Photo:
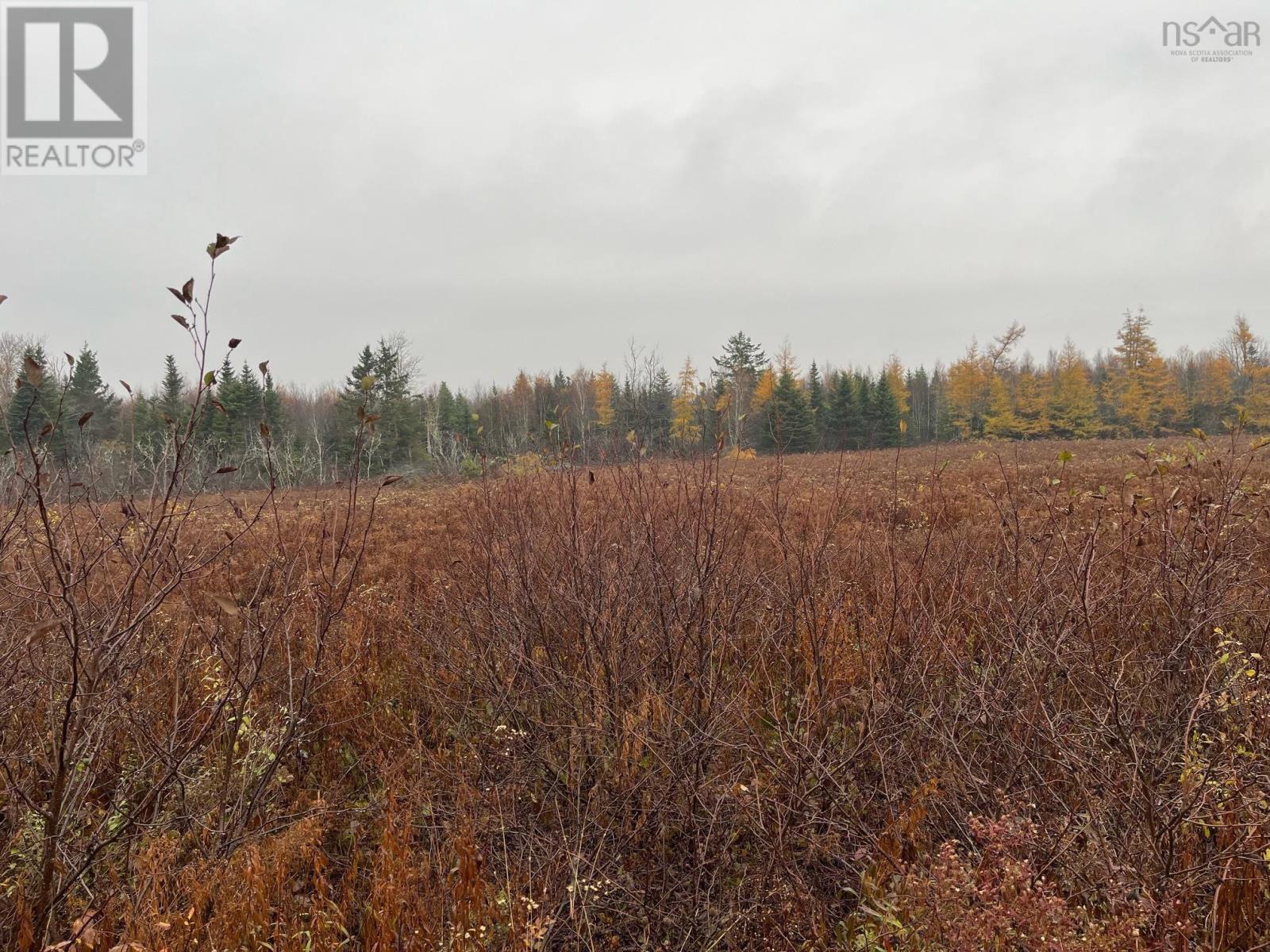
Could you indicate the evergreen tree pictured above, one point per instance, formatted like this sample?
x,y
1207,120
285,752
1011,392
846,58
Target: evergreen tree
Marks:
x,y
787,422
816,401
884,414
33,405
87,393
171,395
737,372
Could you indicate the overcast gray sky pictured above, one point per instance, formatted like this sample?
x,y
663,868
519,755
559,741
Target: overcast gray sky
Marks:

▶ [EXERCISE GOAL] Recast every line of the entries above as a Markdown table with the columns Row and Text, numbering the rows and omitting blank lines. Leave the pictures out of the table.

▶ [THE RESPONSE]
| Row | Text |
|---|---|
| 1 | Photo: |
| 2 | Could you indicate the evergreen tree pictured above, one point per instance, formatted like this sample? |
| 3 | x,y |
| 4 | 1207,120 |
| 5 | 285,752 |
| 6 | 1011,392 |
| 7 | 846,58 |
| 8 | Target: evergreen tree |
| 9 | Marks: |
| 10 | x,y |
| 11 | 787,422 |
| 12 | 816,401 |
| 13 | 884,414 |
| 14 | 33,405 |
| 15 | 87,393 |
| 16 | 171,395 |
| 17 | 737,372 |
| 18 | Could you indicate the overcast gray sky pictured above, one point per instance, formatted like this sample? |
| 19 | x,y |
| 20 | 663,868 |
| 21 | 519,755 |
| 22 | 559,741 |
| 23 | Target: overcast gray sky |
| 24 | Marks: |